* [PROBLEM REQUIREMENTS]:
Copy out the records below with every "one point per instance" changed to "a point for every instance" and nothing else altered. Leave out the pictures.

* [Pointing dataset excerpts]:
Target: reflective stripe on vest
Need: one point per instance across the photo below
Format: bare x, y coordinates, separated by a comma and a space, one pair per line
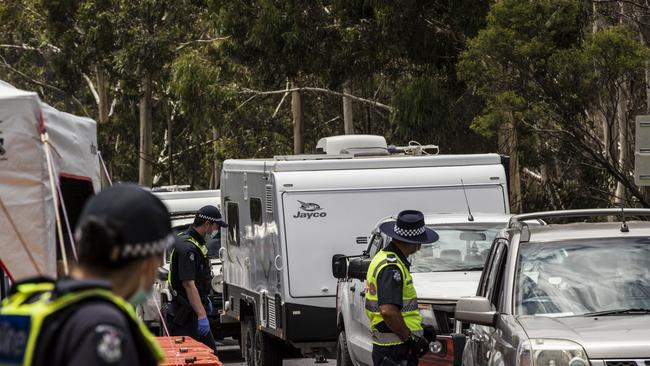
21, 321
202, 248
410, 313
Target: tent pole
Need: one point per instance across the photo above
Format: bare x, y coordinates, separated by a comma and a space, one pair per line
50, 167
101, 160
67, 222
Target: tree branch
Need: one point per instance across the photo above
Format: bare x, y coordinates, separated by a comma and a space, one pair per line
320, 90
185, 44
92, 88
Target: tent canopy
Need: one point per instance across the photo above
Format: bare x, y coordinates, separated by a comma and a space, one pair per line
27, 215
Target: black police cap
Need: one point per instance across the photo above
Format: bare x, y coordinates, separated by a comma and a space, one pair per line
139, 219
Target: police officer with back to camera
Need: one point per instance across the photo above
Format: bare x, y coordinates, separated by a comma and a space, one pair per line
391, 301
189, 278
89, 317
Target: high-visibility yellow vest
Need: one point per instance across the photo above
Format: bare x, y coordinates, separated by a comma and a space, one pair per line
22, 318
409, 310
202, 248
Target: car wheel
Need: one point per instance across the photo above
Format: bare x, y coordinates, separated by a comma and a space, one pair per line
268, 351
342, 353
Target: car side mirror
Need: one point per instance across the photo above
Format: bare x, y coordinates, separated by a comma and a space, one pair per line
476, 310
339, 266
358, 267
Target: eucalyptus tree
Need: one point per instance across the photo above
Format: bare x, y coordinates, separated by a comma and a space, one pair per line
542, 73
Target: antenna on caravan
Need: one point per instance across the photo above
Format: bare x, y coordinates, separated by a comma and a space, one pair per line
469, 217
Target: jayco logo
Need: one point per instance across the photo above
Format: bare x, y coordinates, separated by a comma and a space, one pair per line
308, 210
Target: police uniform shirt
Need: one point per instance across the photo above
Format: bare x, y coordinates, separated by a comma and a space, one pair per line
96, 333
390, 280
190, 264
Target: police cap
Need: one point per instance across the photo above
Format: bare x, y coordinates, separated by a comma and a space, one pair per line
131, 221
212, 214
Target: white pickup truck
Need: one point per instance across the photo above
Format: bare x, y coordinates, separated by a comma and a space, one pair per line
443, 272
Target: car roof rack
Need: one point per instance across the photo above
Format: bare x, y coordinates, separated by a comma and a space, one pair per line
581, 213
525, 231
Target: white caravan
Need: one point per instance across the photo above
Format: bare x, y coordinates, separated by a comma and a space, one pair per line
289, 215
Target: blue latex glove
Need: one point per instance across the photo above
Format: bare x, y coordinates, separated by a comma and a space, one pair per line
204, 327
209, 307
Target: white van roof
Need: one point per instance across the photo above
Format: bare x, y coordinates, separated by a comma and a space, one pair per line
342, 162
189, 202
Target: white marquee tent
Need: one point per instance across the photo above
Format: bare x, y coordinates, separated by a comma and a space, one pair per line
28, 229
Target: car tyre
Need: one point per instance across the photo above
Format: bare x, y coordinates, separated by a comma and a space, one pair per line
342, 353
248, 341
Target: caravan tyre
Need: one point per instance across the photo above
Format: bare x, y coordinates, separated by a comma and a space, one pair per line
268, 350
342, 353
247, 341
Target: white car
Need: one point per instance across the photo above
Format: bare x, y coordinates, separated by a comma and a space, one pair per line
443, 272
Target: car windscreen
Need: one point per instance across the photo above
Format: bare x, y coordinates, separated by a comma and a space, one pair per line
459, 248
581, 277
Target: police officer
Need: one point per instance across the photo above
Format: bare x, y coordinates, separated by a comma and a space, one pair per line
190, 276
89, 319
391, 301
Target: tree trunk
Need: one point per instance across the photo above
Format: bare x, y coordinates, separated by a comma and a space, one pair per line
170, 145
298, 129
516, 203
623, 141
102, 93
145, 177
348, 123
214, 179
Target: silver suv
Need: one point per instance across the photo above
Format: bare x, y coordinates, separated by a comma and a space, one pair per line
563, 294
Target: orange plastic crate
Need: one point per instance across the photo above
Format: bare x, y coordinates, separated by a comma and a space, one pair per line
184, 350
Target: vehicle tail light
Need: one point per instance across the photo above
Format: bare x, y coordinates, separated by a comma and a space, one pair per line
446, 350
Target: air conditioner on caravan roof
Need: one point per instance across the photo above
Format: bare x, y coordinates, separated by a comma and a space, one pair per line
353, 144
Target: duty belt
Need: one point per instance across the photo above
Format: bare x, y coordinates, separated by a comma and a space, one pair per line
390, 338
409, 305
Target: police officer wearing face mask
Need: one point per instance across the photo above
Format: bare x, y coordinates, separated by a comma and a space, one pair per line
391, 301
189, 278
88, 318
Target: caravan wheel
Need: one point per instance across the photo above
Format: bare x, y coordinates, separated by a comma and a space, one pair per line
247, 341
268, 350
342, 353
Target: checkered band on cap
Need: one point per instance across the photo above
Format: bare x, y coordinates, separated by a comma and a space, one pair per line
206, 217
138, 250
409, 232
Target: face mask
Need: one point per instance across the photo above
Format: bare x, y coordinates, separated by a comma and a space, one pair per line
140, 296
212, 235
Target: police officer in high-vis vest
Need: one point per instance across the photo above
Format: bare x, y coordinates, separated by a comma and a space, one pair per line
391, 301
190, 276
89, 317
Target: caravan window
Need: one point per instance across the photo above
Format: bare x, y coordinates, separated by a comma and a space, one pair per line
233, 223
256, 210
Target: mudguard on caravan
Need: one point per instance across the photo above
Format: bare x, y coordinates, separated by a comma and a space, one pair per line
288, 216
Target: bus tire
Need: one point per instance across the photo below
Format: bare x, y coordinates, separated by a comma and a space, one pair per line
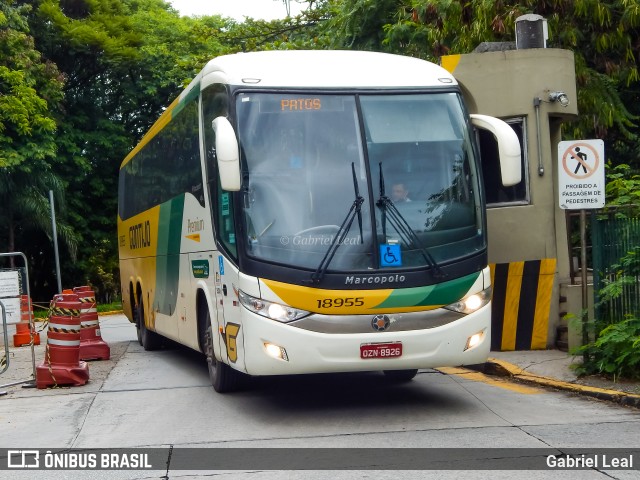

* [FULL SOLUTION]:
Target: reflective stripe on vest
Need: a point for every instance across the photo below
Format: bare x, y coordinates, separated by a comma and a space, one pair per line
21, 321
202, 248
410, 313
Target: tent pole
Need: a point for every instance across the photo above
Format: bare x, y coordinates, separated by a comma and a space, one pair per line
50, 167
101, 160
67, 222
Target: tree branch
Need: a point for every instance across the photo above
Format: bare x, y coordinates, separated by a comma and a space, one pair per line
320, 90
185, 44
92, 88
Target: tent canopy
Need: a point for every instance across the photo above
Format: bare x, y coordinates, separated by a comma and a space, one pair per line
27, 215
Target: black police cap
Need: a point for every instance across the photo above
Format: bare x, y coordinates, separated by a comma and a space, one pair per line
139, 219
Target: police officer with back to camera
Need: a point for every instance across the photo above
Format: bare x, y coordinates, separated by a comma and a space, one pair per line
391, 301
189, 278
89, 317
Target: high-visibility yellow vest
Need: a point for every instance across the photo above
Format: bare x, y coordinates, separated by a comma and a space, one pair per line
22, 318
409, 310
202, 248
Target: car wheel
Need: a point for every instance across the photo above
Format: bare x, y coordinates, separated by a comma and a space, one pair per line
268, 351
342, 353
Target: car side mirror
Need: a point for every instance across the photo above
Format: bare x, y coordinates, separated by a comma and a space, one pair per line
476, 310
339, 266
358, 267
Target: eucalyptus tree
Need: a point for every instance across the photo above
Format: bare x, y coordinates, separated by a comma and a space, one pair per line
542, 73
Target: antenna on caravan
Need: a point for every instance across the photo above
Format: bare x, y coordinates, separated by a comma and a space, one pair per line
469, 217
Target: jayco logo
Need: a point for every instance across the photo above
Format: bare x, y coordinates, separated by a comma and a space, one pair per line
308, 210
Target: police uniform shirt
Need: a point for every instance across the photo above
Format: bare x, y coordinates, separated by a comma and a space, one pair per line
96, 333
390, 280
190, 264
Target: police cap
Need: a point for every instance across the photo above
Format: bare x, y coordinates, separated by a comma and a space, one pair per line
131, 221
212, 214
Target: white pickup truck
Need: a point for every instance across the photo above
Format: bare x, y coordinates, separated by a comma and a space, one pair per line
443, 272
Target: car roof rack
Need: a point for every instance across the photo above
Format: bare x, y coordinates, separated by a comma and a space, one pair per line
581, 213
525, 231
Target: white caravan
Need: a point for every instance across the photo above
Format: bare x, y coordinates, separated by a comma and a space, one pair per line
289, 215
Target: blue latex glove
Need: a point for every instance across the photo above
Format: bare x, y coordinates, separated by a comma and a space, one pair per line
204, 327
209, 307
Target: white van roof
Need: a point for every instance across the photo above
Format: bare x, y coordinates, separated by a comma and a space, one pair per line
342, 162
189, 202
Target: white marquee tent
Need: a point for every instance across the photo above
Format: bare x, y coordinates, separated by a comma and a space, one pair per line
28, 229
Target: car tyre
Need: a point for every instance across the photo above
Format: bare x, y coordinates, separated by a comma and a space, one pair per line
342, 353
248, 341
Target: caravan tyre
Need: a point for every instance across the photo above
Format: bare x, y coordinates, separated by a comma and a space, one pair per line
268, 350
342, 353
247, 341
Target: white car
Need: a point for every instance across the photo above
Format: bare x, y coordinates, separated by a comma and a space, one pair per line
443, 272
Target: car windscreen
Need: a point for every instance across the photo above
Format: bare x, y coordinates, separated by a comma and a space, one pair per line
459, 248
581, 277
Target: police officer
Need: a point for every instance across the photo above
Format: bare x, y coordinates, separated by a comma and a space, one pair per line
190, 276
89, 319
391, 301
Target: tree trunk
Need: a point for every instance across the photo above
Format: bare x, y coordinates, separated by a comma and a space, one pair per line
170, 145
298, 129
516, 203
623, 141
102, 93
145, 177
348, 123
214, 179
Target: silver suv
Need: a point for every instance across the photo above
Format: bare x, y coordinates, separated by a comma and a space, one pair per line
563, 294
Target: orange plastic crate
Need: a point for every instance across the photo above
Format: bare x, y coordinates, separated by a comma and a space, one pair per line
184, 350
Target: vehicle tail light
Need: a point for every instance across the photo above
Format: bare x, y coordinates, separated by a comma and a space, one pair per line
446, 350
Target: air conditioner on caravan roof
Need: a point for every instance across the photo above
Format: bare x, y coordinates, separated by a comma and a space, one pair per line
353, 144
Target: duty belt
Need: a point for every instance across the photo above
Format: bare x, y coordinates, separated by a comma and a space, one pair per line
390, 338
409, 305
Target: police officer wearing face mask
Need: a point for every instance across the photo above
Format: bare x, y coordinates, separated by a comma and a space, one pair per line
391, 301
189, 278
88, 318
Target: caravan wheel
Need: a point for every instance across the photo above
Format: bare x, y coordinates, separated by a comma and a space, one pair per line
247, 341
268, 350
342, 353
Target: checkered band on cap
Need: a point for every instance across the photo above
Format: bare x, y coordinates, separated by a comma and a space, one pair per line
206, 217
138, 250
409, 232
Target: face mask
Need: a point for every instance across the photo above
Format: bare x, y coordinates, separated by a comma and a space, one pair per line
140, 296
212, 235
Target: police officer in high-vis vest
Need: a point for every instance across the photo above
Format: bare x, y coordinates, separated by a comma and a space, one pair per line
391, 301
190, 276
89, 317
Target: caravan window
Need: a point for every instance across the photo above
Format: bare x, y coordinates, separated by a comma and a space, one pair per line
233, 223
256, 210
Target: mudguard on caravan
Need: a point for every instance across the photo above
Format: bare x, y coordinates, separated by a comma and a space, one pair per line
288, 216
Target: bus tire
Need: a point for every instance across the photo below
Format: bare x, y coordinates, separated by a comma and a space, one pair per line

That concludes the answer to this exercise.